§ Task details: Pick out each line in the records below that contains the word "cathedral" and copy every such line in full.

-- Start --

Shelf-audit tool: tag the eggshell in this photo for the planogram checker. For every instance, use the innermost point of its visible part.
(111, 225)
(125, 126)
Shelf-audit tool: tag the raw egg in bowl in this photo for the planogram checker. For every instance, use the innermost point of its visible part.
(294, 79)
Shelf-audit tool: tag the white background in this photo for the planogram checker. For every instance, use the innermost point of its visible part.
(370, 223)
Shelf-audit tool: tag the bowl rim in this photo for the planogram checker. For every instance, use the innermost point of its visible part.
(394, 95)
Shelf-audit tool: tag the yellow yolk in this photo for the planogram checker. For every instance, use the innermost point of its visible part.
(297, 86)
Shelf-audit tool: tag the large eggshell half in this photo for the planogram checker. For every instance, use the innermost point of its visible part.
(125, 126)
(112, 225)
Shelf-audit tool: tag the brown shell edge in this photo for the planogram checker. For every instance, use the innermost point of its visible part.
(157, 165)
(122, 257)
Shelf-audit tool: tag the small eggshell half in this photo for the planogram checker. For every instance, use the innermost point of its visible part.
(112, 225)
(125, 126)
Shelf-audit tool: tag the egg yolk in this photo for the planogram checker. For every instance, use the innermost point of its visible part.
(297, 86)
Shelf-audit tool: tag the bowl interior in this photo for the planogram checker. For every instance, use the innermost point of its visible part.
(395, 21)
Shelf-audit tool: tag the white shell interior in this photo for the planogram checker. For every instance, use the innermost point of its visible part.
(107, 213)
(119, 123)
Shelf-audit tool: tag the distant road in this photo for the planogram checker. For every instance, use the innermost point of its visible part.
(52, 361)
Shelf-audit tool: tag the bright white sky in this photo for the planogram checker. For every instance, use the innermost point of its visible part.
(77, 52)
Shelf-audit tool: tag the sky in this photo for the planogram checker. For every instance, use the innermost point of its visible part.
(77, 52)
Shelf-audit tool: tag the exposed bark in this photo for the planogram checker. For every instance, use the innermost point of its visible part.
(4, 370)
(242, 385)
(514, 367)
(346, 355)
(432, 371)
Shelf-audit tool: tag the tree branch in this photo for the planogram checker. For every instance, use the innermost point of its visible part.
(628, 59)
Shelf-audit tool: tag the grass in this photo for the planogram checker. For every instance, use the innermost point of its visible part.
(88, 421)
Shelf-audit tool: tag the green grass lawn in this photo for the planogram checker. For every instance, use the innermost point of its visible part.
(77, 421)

-- End --
-- Start --

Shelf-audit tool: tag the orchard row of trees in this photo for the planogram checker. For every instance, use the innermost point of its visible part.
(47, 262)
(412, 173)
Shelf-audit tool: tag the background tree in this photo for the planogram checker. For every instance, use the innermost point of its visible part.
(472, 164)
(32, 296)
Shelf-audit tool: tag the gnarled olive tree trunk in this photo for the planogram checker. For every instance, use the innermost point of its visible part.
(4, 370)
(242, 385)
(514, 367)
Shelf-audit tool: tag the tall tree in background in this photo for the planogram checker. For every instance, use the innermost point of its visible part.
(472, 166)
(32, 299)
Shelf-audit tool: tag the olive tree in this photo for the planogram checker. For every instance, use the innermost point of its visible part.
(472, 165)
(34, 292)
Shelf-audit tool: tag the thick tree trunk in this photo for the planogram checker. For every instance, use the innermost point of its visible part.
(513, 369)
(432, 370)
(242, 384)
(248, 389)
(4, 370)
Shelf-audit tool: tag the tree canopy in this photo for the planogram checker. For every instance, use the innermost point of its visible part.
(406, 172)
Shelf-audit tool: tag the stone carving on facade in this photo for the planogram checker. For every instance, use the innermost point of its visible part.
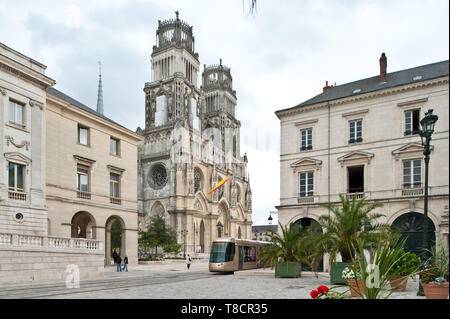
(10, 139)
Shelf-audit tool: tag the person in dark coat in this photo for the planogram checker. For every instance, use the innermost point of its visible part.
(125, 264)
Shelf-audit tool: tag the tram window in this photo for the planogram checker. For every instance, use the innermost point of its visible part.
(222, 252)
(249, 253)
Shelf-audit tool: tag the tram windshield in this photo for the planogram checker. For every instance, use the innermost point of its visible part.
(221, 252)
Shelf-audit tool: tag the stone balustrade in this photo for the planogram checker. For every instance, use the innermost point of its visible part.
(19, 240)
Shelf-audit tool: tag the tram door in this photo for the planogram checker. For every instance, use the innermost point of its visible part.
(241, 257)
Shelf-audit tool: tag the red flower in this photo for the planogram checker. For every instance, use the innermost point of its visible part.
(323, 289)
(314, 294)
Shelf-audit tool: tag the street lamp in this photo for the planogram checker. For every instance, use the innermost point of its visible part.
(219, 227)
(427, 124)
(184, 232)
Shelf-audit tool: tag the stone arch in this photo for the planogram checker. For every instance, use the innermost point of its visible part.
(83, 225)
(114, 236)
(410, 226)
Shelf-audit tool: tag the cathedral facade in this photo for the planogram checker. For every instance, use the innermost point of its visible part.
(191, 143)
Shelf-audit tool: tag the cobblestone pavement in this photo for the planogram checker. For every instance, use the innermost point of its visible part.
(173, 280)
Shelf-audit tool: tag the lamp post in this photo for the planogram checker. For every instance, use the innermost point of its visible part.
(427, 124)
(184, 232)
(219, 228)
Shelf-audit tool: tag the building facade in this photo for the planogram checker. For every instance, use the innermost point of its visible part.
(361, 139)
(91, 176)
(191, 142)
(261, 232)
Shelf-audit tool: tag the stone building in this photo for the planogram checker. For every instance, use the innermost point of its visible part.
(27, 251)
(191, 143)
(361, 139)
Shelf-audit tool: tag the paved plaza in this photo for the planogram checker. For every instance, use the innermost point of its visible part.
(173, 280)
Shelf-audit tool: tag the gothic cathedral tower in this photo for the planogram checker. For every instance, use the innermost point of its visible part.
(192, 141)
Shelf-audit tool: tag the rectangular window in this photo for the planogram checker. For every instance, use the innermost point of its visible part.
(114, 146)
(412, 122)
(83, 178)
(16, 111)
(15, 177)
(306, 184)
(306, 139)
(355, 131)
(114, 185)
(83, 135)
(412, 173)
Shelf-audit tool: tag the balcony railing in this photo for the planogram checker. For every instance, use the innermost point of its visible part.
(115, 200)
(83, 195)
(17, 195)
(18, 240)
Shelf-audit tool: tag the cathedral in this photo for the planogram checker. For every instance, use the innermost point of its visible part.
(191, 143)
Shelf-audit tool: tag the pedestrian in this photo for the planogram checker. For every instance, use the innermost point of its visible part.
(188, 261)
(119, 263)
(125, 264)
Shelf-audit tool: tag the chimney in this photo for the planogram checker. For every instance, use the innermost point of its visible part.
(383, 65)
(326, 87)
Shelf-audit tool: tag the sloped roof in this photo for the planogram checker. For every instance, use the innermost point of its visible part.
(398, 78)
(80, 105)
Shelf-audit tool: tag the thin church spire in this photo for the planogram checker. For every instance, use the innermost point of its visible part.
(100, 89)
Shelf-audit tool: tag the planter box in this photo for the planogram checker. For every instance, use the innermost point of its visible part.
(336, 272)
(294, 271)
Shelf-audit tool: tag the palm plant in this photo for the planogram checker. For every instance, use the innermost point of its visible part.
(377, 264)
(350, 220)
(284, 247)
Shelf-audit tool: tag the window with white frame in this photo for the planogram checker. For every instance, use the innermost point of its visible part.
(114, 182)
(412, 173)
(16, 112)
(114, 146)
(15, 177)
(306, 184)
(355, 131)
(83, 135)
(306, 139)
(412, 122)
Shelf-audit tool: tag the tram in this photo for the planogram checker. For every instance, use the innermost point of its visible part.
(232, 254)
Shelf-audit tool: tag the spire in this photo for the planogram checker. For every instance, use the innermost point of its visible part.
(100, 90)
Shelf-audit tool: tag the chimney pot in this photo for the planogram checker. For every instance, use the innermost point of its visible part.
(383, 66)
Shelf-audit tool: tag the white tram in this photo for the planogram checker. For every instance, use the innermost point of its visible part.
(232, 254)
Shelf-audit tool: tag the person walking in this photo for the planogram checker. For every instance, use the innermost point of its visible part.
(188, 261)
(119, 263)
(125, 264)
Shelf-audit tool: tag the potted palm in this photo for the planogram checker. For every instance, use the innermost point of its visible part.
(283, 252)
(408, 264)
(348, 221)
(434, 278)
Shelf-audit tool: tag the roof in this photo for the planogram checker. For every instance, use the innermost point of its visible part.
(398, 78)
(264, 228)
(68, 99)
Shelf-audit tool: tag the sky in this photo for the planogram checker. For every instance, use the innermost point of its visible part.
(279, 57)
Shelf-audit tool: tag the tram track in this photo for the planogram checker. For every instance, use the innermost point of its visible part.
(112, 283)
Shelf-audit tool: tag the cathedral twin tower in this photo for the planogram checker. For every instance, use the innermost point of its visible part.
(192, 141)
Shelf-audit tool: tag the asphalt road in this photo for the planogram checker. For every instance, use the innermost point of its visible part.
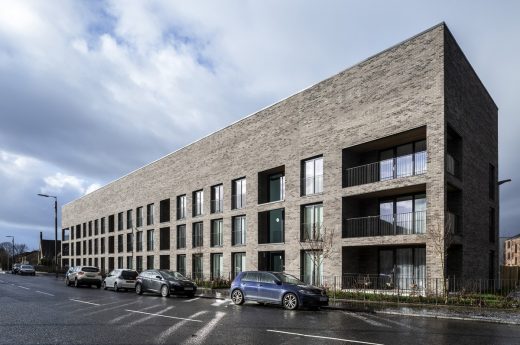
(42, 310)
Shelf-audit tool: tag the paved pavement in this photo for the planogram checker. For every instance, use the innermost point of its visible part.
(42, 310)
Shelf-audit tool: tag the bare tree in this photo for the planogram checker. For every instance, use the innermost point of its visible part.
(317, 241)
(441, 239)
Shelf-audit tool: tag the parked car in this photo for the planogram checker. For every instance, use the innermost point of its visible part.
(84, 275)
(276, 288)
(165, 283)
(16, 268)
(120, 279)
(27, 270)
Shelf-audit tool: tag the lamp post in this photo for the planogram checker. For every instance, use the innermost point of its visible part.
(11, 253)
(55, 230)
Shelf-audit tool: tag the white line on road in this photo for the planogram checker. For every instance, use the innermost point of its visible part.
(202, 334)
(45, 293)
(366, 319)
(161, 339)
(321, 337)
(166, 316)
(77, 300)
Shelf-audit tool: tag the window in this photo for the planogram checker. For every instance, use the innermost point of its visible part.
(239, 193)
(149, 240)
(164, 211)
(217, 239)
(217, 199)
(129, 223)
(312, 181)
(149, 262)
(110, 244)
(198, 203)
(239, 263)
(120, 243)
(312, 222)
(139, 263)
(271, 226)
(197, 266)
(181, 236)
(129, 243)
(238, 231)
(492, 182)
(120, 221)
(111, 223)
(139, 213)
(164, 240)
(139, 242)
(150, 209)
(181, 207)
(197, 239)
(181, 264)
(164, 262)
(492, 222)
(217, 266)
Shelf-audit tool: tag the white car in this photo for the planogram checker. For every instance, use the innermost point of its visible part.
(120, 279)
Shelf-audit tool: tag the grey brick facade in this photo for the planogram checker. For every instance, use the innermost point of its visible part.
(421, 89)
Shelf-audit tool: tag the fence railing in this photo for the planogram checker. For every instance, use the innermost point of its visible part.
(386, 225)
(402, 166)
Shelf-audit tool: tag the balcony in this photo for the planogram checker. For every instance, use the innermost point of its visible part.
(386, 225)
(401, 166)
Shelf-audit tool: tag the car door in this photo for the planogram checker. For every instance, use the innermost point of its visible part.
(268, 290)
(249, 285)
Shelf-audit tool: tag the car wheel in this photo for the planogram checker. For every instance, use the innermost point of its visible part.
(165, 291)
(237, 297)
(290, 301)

-- End --

§ Task solution:
Shelf-audit tool: tag the cathedral facade in this photo for the planogram checker. For every instance, use the innermost point of its visible part.
Shelf-audit tool: tag the gothic cathedral tower in this photo for the planogram checker. For every instance, use the innermost point of its visible part.
Shelf-audit tool: tag the cathedral in this photo for the planogram checker. For every instance, use the innermost point of its visible part.
Shelf-audit tool: tag the cathedral twin tower in this photo for the planogram checker. For every instance, use the innermost point of its visible part.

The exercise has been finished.